Exercise A — Translate this sentence from the blog post on smoking into Spanish: "I suppose we 'converts' cannot recall the pleasure it gave us or the sheer addictiveness of the habit."
Exercise B — Please continue the blog post on smoking from the point where it stops, keeping the writer's voice.

Provided text —
*** Begin section ***
Tuesday, March 06, 2012

 

Smoking Still a potent Threat say RCP

Sorry to have been absent from posting for last few days but have been away for a long weekend and on return found couldn't log on to blogger, so am using lap-top instead which is not as easy to use. I was fascinated by this article today on smoking. Like most people who gave upmoking early on in my life-I was 22- I'm a bit smug and censorious about those who insist on continuing. I suppose we 'converts' cannot recall the pleasure it gave us or the sheer addictiveness of the habit. Whatever the reasons, I still find it hard to understand why people willingly undermine their health and seriously risk their lives in pursuit of what is essentially a filthy habit(there, I've just proved my earlier point).

Today is the 50 years anniversary of the historic report which definitively proved smoking causes cancer, published by the Royal College Physicians. In those days 70% of men smoked and 43% women. You could not enter a cinema, pub or restaurant without encountering a dense fog of tabacco smoke which made the eyes smart and the lungs hurt. I even recall smoking in university seminars, without asking permission: we all thought we had a right to make other people's lives less pleasant.

Since then we've had the ban on smokingin places of work which has transformed going out into a much more pleasant experience. I was astonished at how easily this law was accpeted and applied all over the country. I was sure rebellious groups of aggressive young males would just refuse to recognise the law's vailidity. No doubt making the law enforceable by landlords was the means whereby it gained its success. But what a favour our government did us by that law and what a blow it dealt to those who insist on their right to inflict their habit on the rest of us. Throughout the country we all now recognise that the nation has accepted smoking is really bad for you, and our kids and everyone else.
*** End section ***
Given information —
*** Begin section ***
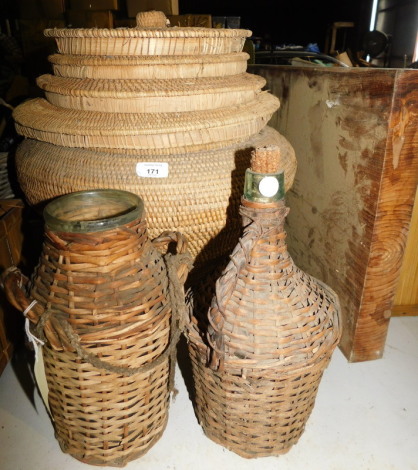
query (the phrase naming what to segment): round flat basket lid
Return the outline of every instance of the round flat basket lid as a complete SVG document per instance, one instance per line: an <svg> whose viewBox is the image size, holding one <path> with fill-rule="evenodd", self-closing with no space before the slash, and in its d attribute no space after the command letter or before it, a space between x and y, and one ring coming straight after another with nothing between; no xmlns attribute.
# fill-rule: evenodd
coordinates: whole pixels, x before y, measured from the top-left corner
<svg viewBox="0 0 418 470"><path fill-rule="evenodd" d="M151 14L153 12L145 12ZM138 18L137 18L138 22ZM147 26L143 26L147 24ZM62 54L82 55L201 55L241 52L246 29L167 27L161 21L142 22L136 28L46 29Z"/></svg>
<svg viewBox="0 0 418 470"><path fill-rule="evenodd" d="M173 80L103 80L42 75L47 100L70 109L103 112L185 112L233 106L253 100L266 81L243 73L229 77Z"/></svg>
<svg viewBox="0 0 418 470"><path fill-rule="evenodd" d="M68 78L178 79L224 77L247 70L246 52L194 56L77 56L48 57L54 74Z"/></svg>
<svg viewBox="0 0 418 470"><path fill-rule="evenodd" d="M254 100L215 110L185 113L102 113L66 109L37 98L14 111L17 131L67 147L159 149L177 152L219 148L259 132L279 100L259 93Z"/></svg>

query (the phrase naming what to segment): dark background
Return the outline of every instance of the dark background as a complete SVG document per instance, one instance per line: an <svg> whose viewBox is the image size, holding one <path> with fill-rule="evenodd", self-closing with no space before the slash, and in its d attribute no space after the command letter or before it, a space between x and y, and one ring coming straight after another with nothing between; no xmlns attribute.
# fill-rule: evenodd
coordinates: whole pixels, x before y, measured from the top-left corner
<svg viewBox="0 0 418 470"><path fill-rule="evenodd" d="M306 46L325 44L327 27L335 21L352 21L355 48L368 30L372 0L179 0L180 13L202 13L213 16L240 16L241 27L254 36L269 36L274 44Z"/></svg>

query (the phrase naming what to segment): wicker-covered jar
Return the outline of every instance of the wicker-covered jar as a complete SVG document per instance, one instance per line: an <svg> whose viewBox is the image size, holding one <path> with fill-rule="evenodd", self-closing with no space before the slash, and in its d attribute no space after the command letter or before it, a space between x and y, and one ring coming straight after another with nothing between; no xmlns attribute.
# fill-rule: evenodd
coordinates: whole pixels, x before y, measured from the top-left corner
<svg viewBox="0 0 418 470"><path fill-rule="evenodd" d="M196 414L205 433L252 458L301 436L340 335L336 294L292 261L277 148L257 149L246 174L243 235L207 317L188 327Z"/></svg>
<svg viewBox="0 0 418 470"><path fill-rule="evenodd" d="M44 216L32 282L24 291L28 280L9 269L5 290L44 342L46 404L62 450L122 466L167 422L186 243L171 232L151 241L143 203L126 191L63 196ZM164 258L171 242L177 257Z"/></svg>

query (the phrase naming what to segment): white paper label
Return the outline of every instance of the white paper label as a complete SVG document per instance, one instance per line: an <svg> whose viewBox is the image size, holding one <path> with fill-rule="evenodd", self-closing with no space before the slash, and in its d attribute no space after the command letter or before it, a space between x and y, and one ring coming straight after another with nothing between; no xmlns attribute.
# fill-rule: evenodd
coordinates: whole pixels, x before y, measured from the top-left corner
<svg viewBox="0 0 418 470"><path fill-rule="evenodd" d="M167 178L168 163L140 162L136 164L136 174L142 178Z"/></svg>
<svg viewBox="0 0 418 470"><path fill-rule="evenodd" d="M279 182L274 176L266 176L260 181L258 190L264 197L273 197L279 190Z"/></svg>

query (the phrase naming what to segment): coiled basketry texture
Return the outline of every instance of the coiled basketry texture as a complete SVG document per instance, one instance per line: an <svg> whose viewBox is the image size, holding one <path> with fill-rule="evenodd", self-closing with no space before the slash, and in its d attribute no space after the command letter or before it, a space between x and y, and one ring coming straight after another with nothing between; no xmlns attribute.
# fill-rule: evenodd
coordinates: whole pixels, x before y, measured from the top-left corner
<svg viewBox="0 0 418 470"><path fill-rule="evenodd" d="M29 203L36 206L62 194L101 187L137 194L147 207L150 236L174 227L188 238L195 264L202 265L230 253L235 246L241 229L238 207L245 169L252 149L266 144L280 147L286 181L293 181L294 150L268 126L223 149L177 155L141 155L126 150L110 153L26 139L17 149L16 165L22 189ZM167 162L168 177L139 178L137 164L147 161ZM216 175L210 184L208 175Z"/></svg>
<svg viewBox="0 0 418 470"><path fill-rule="evenodd" d="M225 256L238 237L239 223L229 222L253 143L283 146L289 186L296 159L266 129L279 100L245 73L251 32L169 28L163 18L144 12L137 28L45 31L57 41L55 75L38 79L46 99L14 111L28 140L16 166L31 203L98 187L140 195L151 233L187 232L199 264ZM144 162L168 164L168 175L138 175Z"/></svg>
<svg viewBox="0 0 418 470"><path fill-rule="evenodd" d="M341 327L336 295L287 252L283 203L241 207L244 234L208 317L188 329L196 413L206 435L254 458L301 436Z"/></svg>

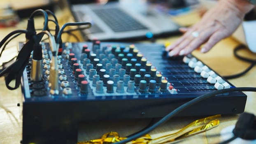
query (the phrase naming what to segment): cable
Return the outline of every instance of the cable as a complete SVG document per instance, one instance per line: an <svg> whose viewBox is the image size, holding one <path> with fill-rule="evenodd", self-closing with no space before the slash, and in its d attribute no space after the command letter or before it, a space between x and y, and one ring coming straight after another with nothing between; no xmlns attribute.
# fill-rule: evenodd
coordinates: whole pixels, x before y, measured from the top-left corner
<svg viewBox="0 0 256 144"><path fill-rule="evenodd" d="M256 60L250 60L248 58L239 56L237 54L237 51L238 50L241 49L244 49L244 48L246 48L246 46L245 46L244 45L243 45L243 44L240 44L238 45L234 50L234 54L238 58L241 59L242 60L245 61L247 62L251 63L251 65L243 72L242 72L238 74L235 74L233 75L223 76L223 77L224 77L224 78L226 79L234 79L234 78L238 77L239 77L242 76L242 75L245 74L246 73L249 72L250 70L251 70L251 68L252 68L254 66L254 65L256 64Z"/></svg>
<svg viewBox="0 0 256 144"><path fill-rule="evenodd" d="M23 33L18 33L18 34L16 34L16 35L14 35L14 36L12 37L11 38L9 39L8 41L6 41L6 42L5 44L5 45L4 45L4 46L3 47L3 48L2 48L2 51L1 51L1 52L0 52L0 57L1 57L1 56L2 56L2 53L3 53L3 52L5 50L5 48L6 47L6 46L7 46L9 42L11 42L11 41L14 38L16 37L17 37L19 36L19 35L20 35L21 34L23 34Z"/></svg>
<svg viewBox="0 0 256 144"><path fill-rule="evenodd" d="M70 32L65 32L65 33L67 33L67 34L70 35L71 36L72 36L73 37L74 37L74 38L76 39L76 40L77 41L77 42L79 42L80 41L80 40L79 39L79 38L78 38L78 37L76 35L73 34L73 33ZM64 33L64 32L63 32L63 33Z"/></svg>
<svg viewBox="0 0 256 144"><path fill-rule="evenodd" d="M233 140L234 140L235 139L236 139L238 137L237 136L234 136L233 137L230 138L229 139L228 139L224 141L221 142L219 143L218 143L218 144L228 144L228 143L229 143L230 142L233 141Z"/></svg>
<svg viewBox="0 0 256 144"><path fill-rule="evenodd" d="M4 44L5 44L5 42L6 42L6 41L7 40L9 39L9 38L10 38L13 35L15 35L17 33L19 33L19 34L27 33L28 33L28 30L16 30L13 31L10 33L9 34L7 35L6 35L0 42L0 49L1 49L1 47L2 47L2 45ZM15 35L15 36L14 36L14 37L15 37L15 36L17 37L19 35L18 35L17 36ZM14 37L14 38L15 37ZM13 38L12 38L12 39L13 39ZM9 43L9 42L8 42ZM5 46L4 47L5 47ZM4 48L3 48L2 50L1 51L1 53L0 53L0 57L2 56L2 51L4 51L4 49L5 49Z"/></svg>
<svg viewBox="0 0 256 144"><path fill-rule="evenodd" d="M167 121L169 120L171 118L173 117L174 116L176 115L182 111L202 100L212 97L218 94L226 93L237 91L256 92L256 88L240 87L224 89L214 91L212 92L200 96L179 107L178 108L176 108L172 112L170 112L168 114L162 118L156 123L150 126L150 127L148 128L147 129L145 130L144 130L142 131L135 135L134 135L126 139L124 139L119 142L115 143L115 144L124 144L126 142L130 142L133 140L134 140L142 136L142 135L146 135L156 128L160 125L163 124L164 123L166 122Z"/></svg>
<svg viewBox="0 0 256 144"><path fill-rule="evenodd" d="M91 23L89 22L77 22L77 23L67 23L64 24L61 30L60 30L60 32L58 35L58 36L57 37L57 39L56 41L56 43L57 44L60 44L60 42L61 41L61 35L63 33L64 28L66 28L66 27L67 26L81 26L81 25L88 25L88 27L90 27L91 26Z"/></svg>
<svg viewBox="0 0 256 144"><path fill-rule="evenodd" d="M151 119L150 120L150 121L149 122L149 124L146 127L144 128L143 129L140 130L139 131L137 131L137 132L136 132L135 133L133 133L132 134L130 135L128 135L127 136L125 137L129 137L133 136L133 135L137 135L137 134L140 132L141 132L143 131L143 130L146 130L146 129L148 128L150 126L154 124L154 119L155 119L154 118L151 118Z"/></svg>
<svg viewBox="0 0 256 144"><path fill-rule="evenodd" d="M250 63L253 63L254 61L254 60L250 59L247 58L245 58L243 56L240 56L238 55L237 53L237 51L238 51L239 50L240 50L242 49L248 49L248 48L244 44L239 44L239 45L238 45L237 46L236 46L235 48L235 49L234 49L233 53L234 53L234 55L235 55L235 56L238 59L240 59L242 60L243 60L243 61L244 61L247 62L249 62Z"/></svg>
*** End section ***
Answer section A — Supongo que los 'conversos' no podemos recordar el placer que nos daba ni el enorme poder adictivo del hábito.

Answer section B —
But still it continues say the RCP with over a fifth of us still enslaved by nictine and is still 'the UK's biggest cause of avoidable early death', according to Dr Mike Knapton of the british heart Foundation. He wants to see more restrictions on advertising with plain packaging and bans on smoking in cars when children are present. People who want to maintain their practice of committing suicide are welcome to doso but they must not be allowed to inflict their unaknoweldged death wish on the rest of us, particularly children who have no say in the matter.

Comments:
Are you tyring to tell me that the government has a claim on our children?
 
Cigarette smoking indeed gives risk on anyone's health. It's really confusing that lots of people know this but still they still smoke. :(
 
I guess cigarette consumers know lots of health risk but still they just tolerate it and keep on using it. One of things that cannot be stop I guess.